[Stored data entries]
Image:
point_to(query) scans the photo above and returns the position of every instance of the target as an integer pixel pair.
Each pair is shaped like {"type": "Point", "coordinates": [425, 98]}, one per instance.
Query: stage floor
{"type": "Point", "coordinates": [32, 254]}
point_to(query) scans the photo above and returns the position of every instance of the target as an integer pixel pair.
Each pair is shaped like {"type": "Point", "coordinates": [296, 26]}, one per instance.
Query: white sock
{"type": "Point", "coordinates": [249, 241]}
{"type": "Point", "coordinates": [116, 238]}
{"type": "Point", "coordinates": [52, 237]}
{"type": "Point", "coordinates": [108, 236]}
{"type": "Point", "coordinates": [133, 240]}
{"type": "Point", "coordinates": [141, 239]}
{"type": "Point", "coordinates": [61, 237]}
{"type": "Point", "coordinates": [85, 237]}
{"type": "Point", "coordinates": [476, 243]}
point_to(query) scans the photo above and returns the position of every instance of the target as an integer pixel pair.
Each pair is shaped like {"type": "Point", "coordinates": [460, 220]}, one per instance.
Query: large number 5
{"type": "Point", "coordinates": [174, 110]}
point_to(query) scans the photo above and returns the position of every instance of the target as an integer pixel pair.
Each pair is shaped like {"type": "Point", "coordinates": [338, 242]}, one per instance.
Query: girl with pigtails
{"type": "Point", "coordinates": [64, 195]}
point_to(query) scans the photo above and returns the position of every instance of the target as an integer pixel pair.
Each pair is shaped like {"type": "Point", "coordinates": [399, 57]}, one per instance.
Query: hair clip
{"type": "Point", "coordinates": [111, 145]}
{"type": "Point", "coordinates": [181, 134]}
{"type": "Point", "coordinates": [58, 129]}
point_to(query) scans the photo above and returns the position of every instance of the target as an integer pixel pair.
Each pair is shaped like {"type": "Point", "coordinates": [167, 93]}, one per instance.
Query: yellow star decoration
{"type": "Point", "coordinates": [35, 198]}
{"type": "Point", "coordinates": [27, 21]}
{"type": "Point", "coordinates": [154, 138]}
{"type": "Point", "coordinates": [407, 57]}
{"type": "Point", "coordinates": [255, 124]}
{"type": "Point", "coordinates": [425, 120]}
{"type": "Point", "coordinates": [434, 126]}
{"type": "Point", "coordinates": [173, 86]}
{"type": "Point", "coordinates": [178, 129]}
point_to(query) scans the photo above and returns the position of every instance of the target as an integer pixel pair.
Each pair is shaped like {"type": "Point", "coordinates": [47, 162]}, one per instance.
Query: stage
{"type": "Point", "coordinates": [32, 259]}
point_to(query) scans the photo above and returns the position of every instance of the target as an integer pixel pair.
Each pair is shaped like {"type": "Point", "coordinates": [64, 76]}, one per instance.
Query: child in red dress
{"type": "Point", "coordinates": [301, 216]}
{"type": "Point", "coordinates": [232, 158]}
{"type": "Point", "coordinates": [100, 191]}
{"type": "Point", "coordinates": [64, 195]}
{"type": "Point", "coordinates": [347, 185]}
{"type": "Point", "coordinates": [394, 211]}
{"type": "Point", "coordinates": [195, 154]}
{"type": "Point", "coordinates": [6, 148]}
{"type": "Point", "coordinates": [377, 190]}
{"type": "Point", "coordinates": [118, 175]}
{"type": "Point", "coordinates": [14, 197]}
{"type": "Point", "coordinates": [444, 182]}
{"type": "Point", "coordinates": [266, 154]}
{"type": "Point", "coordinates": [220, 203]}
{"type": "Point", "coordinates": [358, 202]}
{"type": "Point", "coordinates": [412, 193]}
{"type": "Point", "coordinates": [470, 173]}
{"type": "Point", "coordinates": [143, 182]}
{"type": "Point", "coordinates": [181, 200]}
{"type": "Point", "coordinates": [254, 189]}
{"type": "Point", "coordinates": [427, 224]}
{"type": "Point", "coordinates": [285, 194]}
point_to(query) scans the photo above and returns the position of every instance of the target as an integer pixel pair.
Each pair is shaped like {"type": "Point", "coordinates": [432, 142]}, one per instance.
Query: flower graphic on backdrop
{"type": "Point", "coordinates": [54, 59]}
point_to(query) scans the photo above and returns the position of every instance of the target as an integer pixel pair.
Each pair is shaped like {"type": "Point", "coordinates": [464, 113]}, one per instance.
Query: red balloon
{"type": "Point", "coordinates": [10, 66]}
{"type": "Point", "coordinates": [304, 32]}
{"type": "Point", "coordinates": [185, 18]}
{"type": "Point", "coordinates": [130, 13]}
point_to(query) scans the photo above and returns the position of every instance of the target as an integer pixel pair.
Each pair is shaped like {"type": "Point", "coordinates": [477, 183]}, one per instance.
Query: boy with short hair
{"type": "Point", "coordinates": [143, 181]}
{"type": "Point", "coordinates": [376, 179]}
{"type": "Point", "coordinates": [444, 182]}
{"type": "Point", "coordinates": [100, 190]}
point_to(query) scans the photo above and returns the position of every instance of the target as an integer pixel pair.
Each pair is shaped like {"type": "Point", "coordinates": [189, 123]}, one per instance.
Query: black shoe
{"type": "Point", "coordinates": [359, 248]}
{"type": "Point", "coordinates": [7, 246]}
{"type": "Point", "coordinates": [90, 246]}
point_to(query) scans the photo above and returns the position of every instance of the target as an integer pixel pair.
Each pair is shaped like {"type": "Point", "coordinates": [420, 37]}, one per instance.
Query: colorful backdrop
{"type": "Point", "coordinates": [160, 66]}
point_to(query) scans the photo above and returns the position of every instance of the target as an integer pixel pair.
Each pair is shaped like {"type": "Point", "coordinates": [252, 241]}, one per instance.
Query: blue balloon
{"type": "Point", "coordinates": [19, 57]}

The problem: Write out the data above again, word for word.

Response to the exercise:
Image:
point_to(query) scans the photo above and returns the position of every instance of the target as an integer pixel pair.
Each pair is shaped like {"type": "Point", "coordinates": [425, 98]}, one per instance.
Query: stage floor
{"type": "Point", "coordinates": [32, 254]}
point_to(query) scans the photo above and returns the position of every instance of the target as an integer pixel pair.
Each pair is shaped like {"type": "Point", "coordinates": [296, 26]}, one per instance.
Query: white sock
{"type": "Point", "coordinates": [249, 241]}
{"type": "Point", "coordinates": [116, 238]}
{"type": "Point", "coordinates": [52, 237]}
{"type": "Point", "coordinates": [108, 236]}
{"type": "Point", "coordinates": [133, 240]}
{"type": "Point", "coordinates": [141, 239]}
{"type": "Point", "coordinates": [61, 237]}
{"type": "Point", "coordinates": [85, 237]}
{"type": "Point", "coordinates": [476, 243]}
point_to(query) scans the photo above and returns the position of every instance of the target as an integer pixel pair.
Each pair is shaped like {"type": "Point", "coordinates": [460, 220]}, one per instance.
Query: large number 5
{"type": "Point", "coordinates": [174, 110]}
point_to(query) scans the photo above and returns the position of every instance of the target as an integer pixel pair.
Each pair is shaped like {"type": "Point", "coordinates": [338, 242]}, one per instance.
Query: girl with pigtails
{"type": "Point", "coordinates": [64, 195]}
point_to(query) scans the photo above and returns the position of every instance of the target as an integer pixel pair.
Each pair is shaped like {"type": "Point", "coordinates": [399, 57]}, one per instance.
Query: hair clip
{"type": "Point", "coordinates": [111, 145]}
{"type": "Point", "coordinates": [181, 134]}
{"type": "Point", "coordinates": [58, 129]}
point_to(query) scans the photo above and returns the position of every instance of the target as an integer pixel pair.
Each pair is shaped like {"type": "Point", "coordinates": [167, 93]}, one per instance.
Query: yellow star decoration
{"type": "Point", "coordinates": [35, 198]}
{"type": "Point", "coordinates": [27, 21]}
{"type": "Point", "coordinates": [154, 138]}
{"type": "Point", "coordinates": [407, 57]}
{"type": "Point", "coordinates": [255, 124]}
{"type": "Point", "coordinates": [425, 120]}
{"type": "Point", "coordinates": [434, 126]}
{"type": "Point", "coordinates": [173, 86]}
{"type": "Point", "coordinates": [178, 129]}
point_to(query) scans the photo above and returns the position of every instance of the target as an integer pixel pair.
Each pair is shaped like {"type": "Point", "coordinates": [47, 162]}, one per instance.
Query: stage
{"type": "Point", "coordinates": [32, 259]}
point_to(query) scans the photo above and returns the position of every instance of the target as an integer pixel pair.
Each pair is shaped like {"type": "Point", "coordinates": [64, 76]}, one per instance.
Query: child in red dress
{"type": "Point", "coordinates": [301, 216]}
{"type": "Point", "coordinates": [232, 158]}
{"type": "Point", "coordinates": [100, 191]}
{"type": "Point", "coordinates": [64, 195]}
{"type": "Point", "coordinates": [347, 185]}
{"type": "Point", "coordinates": [394, 211]}
{"type": "Point", "coordinates": [195, 154]}
{"type": "Point", "coordinates": [6, 148]}
{"type": "Point", "coordinates": [377, 190]}
{"type": "Point", "coordinates": [118, 175]}
{"type": "Point", "coordinates": [14, 197]}
{"type": "Point", "coordinates": [444, 182]}
{"type": "Point", "coordinates": [266, 154]}
{"type": "Point", "coordinates": [220, 203]}
{"type": "Point", "coordinates": [358, 202]}
{"type": "Point", "coordinates": [412, 193]}
{"type": "Point", "coordinates": [470, 173]}
{"type": "Point", "coordinates": [143, 182]}
{"type": "Point", "coordinates": [181, 200]}
{"type": "Point", "coordinates": [254, 189]}
{"type": "Point", "coordinates": [427, 224]}
{"type": "Point", "coordinates": [285, 194]}
point_to(query) scans the photo above and returns the position of every instance of the target as an integer pixel pair.
Each pair is shaped like {"type": "Point", "coordinates": [432, 142]}, one per instance.
Query: flower graphic on backdrop
{"type": "Point", "coordinates": [54, 59]}
point_to(query) scans the photo above and returns the position of every instance of the target as an integer pixel pair.
Each pair is shaped like {"type": "Point", "coordinates": [464, 113]}, one per instance.
Query: red balloon
{"type": "Point", "coordinates": [10, 66]}
{"type": "Point", "coordinates": [304, 32]}
{"type": "Point", "coordinates": [185, 18]}
{"type": "Point", "coordinates": [130, 13]}
point_to(query) scans the photo above and returns the position of every instance of the target as an integer pixel pair.
Each pair is shaped like {"type": "Point", "coordinates": [477, 183]}, one per instance.
Query: boy with short hair
{"type": "Point", "coordinates": [143, 181]}
{"type": "Point", "coordinates": [376, 179]}
{"type": "Point", "coordinates": [444, 182]}
{"type": "Point", "coordinates": [100, 190]}
point_to(query) scans the photo above and returns the position of every instance of the target as an integer pixel pair.
Each pair is shaped like {"type": "Point", "coordinates": [189, 123]}, one per instance.
Query: black shoe
{"type": "Point", "coordinates": [359, 248]}
{"type": "Point", "coordinates": [7, 246]}
{"type": "Point", "coordinates": [90, 246]}
point_to(query) scans the photo above and returns the position of every instance of the target as an integer pixel pair.
Each pair is shaped like {"type": "Point", "coordinates": [420, 37]}, one per instance.
Query: colorful backdrop
{"type": "Point", "coordinates": [160, 66]}
point_to(query) scans the photo above and returns the position of every instance of the target as an integer pixel pair.
Each pair is shaped like {"type": "Point", "coordinates": [252, 241]}, one per instance.
Query: blue balloon
{"type": "Point", "coordinates": [19, 57]}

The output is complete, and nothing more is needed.